* Work required *
Set down, word for word, the stretch from "Just as this" through "telephony and e-mail." in the news piece below on Microsoft and British cable television.

ONDON -- Something is stirring behind Britain's television screens and its name is Microsoft.

Just as this country's networks prepare for a satellite-versus-cable battle over the spoils of high-technology digital television, the American software giant is positioning itself as a dominant player in a contest that will revolutionize Britain's cable industry and shape the oft-foretold era when the cable in the living room delivers not just soaps but high-speed Internet access, interactive shopping, telephony and e-mail.

"We are seeing a blurring of the frontiers between personal computer services and television services, a kind of convergence of service options," said Jerome Steenbrink, a vice president at the AT Kearney consultant firm in Paris. "Given that Microsoft dominates the personal computer world, it's clear that they also want to impose some sort of standard" on the future of cable services, in Britain, Continental Europe and the United States.

* Source data *
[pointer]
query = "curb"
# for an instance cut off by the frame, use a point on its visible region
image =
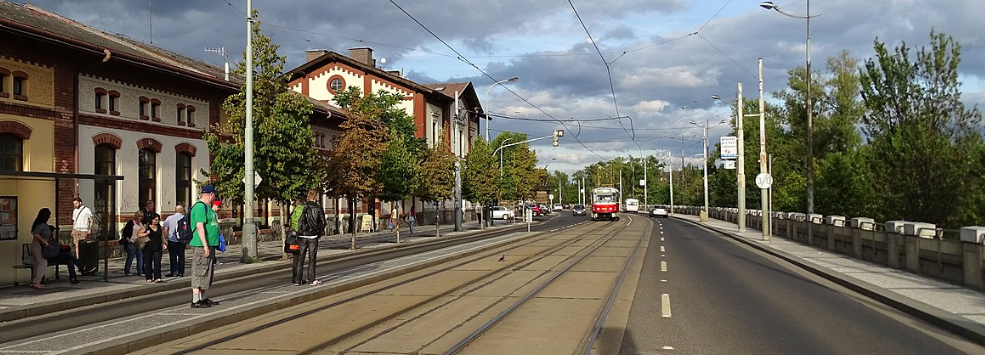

* Task output *
Just as this country's networks prepare for a satellite-versus-cable battle over the spoils of high-technology digital television, the American software giant is positioning itself as a dominant player in a contest that will revolutionize Britain's cable industry and shape the oft-foretold era when the cable in the living room delivers not just soaps but high-speed Internet access, interactive shopping, telephony and e-mail.